** Start Exercise data **
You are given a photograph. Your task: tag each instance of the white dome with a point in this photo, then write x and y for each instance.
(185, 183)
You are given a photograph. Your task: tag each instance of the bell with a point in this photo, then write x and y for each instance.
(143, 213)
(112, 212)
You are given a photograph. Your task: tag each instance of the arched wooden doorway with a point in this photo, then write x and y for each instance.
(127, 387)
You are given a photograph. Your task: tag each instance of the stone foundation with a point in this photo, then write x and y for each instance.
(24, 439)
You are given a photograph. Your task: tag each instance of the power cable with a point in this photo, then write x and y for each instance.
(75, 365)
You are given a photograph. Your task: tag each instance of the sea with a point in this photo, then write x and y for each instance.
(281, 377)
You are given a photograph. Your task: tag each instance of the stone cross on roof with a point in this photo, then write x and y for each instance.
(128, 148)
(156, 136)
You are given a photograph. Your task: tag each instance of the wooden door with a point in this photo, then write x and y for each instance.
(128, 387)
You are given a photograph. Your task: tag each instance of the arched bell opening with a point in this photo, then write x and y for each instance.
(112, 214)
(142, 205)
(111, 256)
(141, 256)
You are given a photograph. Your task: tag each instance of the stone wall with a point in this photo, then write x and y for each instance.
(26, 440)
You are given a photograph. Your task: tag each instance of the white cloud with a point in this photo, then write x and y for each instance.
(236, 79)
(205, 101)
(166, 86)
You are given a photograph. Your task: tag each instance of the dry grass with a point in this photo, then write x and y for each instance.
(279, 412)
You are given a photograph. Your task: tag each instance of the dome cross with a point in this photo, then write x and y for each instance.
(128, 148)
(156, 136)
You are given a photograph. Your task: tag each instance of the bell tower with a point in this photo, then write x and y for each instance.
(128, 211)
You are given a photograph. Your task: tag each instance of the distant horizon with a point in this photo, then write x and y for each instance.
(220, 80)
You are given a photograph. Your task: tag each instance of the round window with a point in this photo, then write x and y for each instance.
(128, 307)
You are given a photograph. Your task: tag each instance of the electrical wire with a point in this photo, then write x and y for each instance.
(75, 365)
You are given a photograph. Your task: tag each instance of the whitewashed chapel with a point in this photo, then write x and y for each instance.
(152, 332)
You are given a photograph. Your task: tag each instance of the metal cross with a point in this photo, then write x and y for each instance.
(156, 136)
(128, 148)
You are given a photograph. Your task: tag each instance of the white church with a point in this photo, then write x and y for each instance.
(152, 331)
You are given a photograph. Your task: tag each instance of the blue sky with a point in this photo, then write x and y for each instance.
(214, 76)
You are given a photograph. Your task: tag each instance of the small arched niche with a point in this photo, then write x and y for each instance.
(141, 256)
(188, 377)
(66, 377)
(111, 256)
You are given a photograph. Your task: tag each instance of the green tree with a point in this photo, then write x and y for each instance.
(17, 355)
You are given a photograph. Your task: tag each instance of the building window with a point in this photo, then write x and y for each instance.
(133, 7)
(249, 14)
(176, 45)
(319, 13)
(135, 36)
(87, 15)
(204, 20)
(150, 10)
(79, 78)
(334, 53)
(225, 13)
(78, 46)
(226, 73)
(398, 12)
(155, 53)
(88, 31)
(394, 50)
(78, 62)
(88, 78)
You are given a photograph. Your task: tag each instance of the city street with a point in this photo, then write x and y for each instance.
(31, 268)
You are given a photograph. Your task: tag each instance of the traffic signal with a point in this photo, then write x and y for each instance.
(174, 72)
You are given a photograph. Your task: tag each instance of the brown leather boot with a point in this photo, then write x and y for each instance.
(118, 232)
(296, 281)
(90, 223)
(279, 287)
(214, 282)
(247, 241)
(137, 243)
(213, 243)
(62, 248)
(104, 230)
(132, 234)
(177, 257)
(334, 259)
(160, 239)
** End Exercise data **
Word for word, write out all of the data above.

You are given a photograph. Your task: tag each instance of the white dome with a point in this photo, then write x and y for each instance.
(185, 183)
You are given a photograph. Your task: tag each instance of the bell with a point in this photo, then write x and y for each instance.
(143, 213)
(112, 212)
You are given a photograph. Your task: tag each instance of the arched wooden doorway with a point in this photo, then write x and y for each instance.
(127, 387)
You are given a photograph. Your task: tag each instance of the stone foundation with a point in this photo, then write x and y for each instance.
(24, 439)
You are given a photograph. Your task: tag each instance of the power cable with a point in this photo, then write x and y for each instance.
(75, 365)
You are given a photograph. Your task: tag each instance of the sea with a point in this photo, then write x and y for each instance.
(281, 377)
You are given a photograph. Your task: tag each instance of the stone cross on roof with a point in this photo, then write x and y for each instance.
(128, 148)
(156, 136)
You are given a photograph. Your task: tag each instance of the wooden door with a point in this photo, then write x and y for each instance.
(128, 387)
You are given a photograph. Your task: tag each instance of the arched bell opening with a point in this photo, then write x and y for each instance.
(112, 214)
(142, 205)
(111, 256)
(141, 256)
You are given a photograph. Your task: tag each instance of the stone wall with a point in this photo, then write x and y for each instance.
(26, 440)
You are given a photograph. Your task: tag each instance of the white cloud with a point in this photo, then write x and y for each instance.
(236, 79)
(205, 101)
(166, 86)
You are given a photograph. Your task: tag each instance of the dry grass with a point in this photo, then write x and y for each instance.
(279, 412)
You are given a photograph. Your task: tag each instance of the dome cross with a point in this photo, then write x and y for each instance.
(128, 148)
(156, 136)
You are given a photograph. Your task: tag each instance of the bell tower with a point in this photo, then write x and y for each instance.
(128, 211)
You are given a photograph. Your task: tag each instance of the distant horizon with a point in this photo, then write x and y for each instance.
(220, 80)
You are given a photograph. Your task: tag each instance of the round window with a point in this photo, then write x and y for each instance.
(128, 307)
You are given a photograph. Your task: tag each instance of the electrical wire with a point in this photo, then write x and y for each instance.
(75, 365)
You are given a photograph. Your task: tag each instance of the whitewashed chapel with a point in this photo, then write x and y for each instance.
(152, 332)
You are given a photograph. Your task: tag each instance of the metal cross with a point in this photo, then write x and y for each instance.
(156, 136)
(128, 148)
You are given a photograph. Your task: tag each instance of the white church with a point in this photo, then write x and y for each instance.
(152, 331)
You are given a photograph. Your task: tag each instance of the blue sky with a point in this photo, then write x and y for each instance.
(214, 76)
You are given a photograph. Your task: tag each instance of the small arched niche with a point in this photo, then write x and y for each instance.
(141, 256)
(188, 377)
(66, 377)
(111, 256)
You are given a photograph. Your task: tag each instance of the green tree with a point in this photo, then write x and y for each instance.
(17, 355)
You are given a photograph. Your task: tag each instance of the building window with a point in this photo, then write x and y for each instance.
(133, 7)
(249, 14)
(176, 45)
(319, 13)
(135, 36)
(87, 15)
(204, 20)
(150, 10)
(79, 78)
(334, 53)
(225, 13)
(78, 46)
(226, 73)
(398, 12)
(155, 53)
(88, 31)
(394, 50)
(78, 62)
(88, 78)
You are given a photograph. Your task: tag each instance of the city street with a point in this photo, then write x and y for each instance.
(31, 268)
You are given a photograph. Your task: tag each instance of the traffic signal with a point in this photo, then write x and y for each instance.
(174, 72)
You are given a photograph. Your task: tag each instance of the brown leather boot with a point in this photo, then write x and y for each instance.
(118, 232)
(296, 281)
(90, 223)
(279, 287)
(214, 282)
(247, 241)
(137, 243)
(213, 243)
(62, 248)
(104, 230)
(132, 234)
(177, 257)
(334, 259)
(160, 239)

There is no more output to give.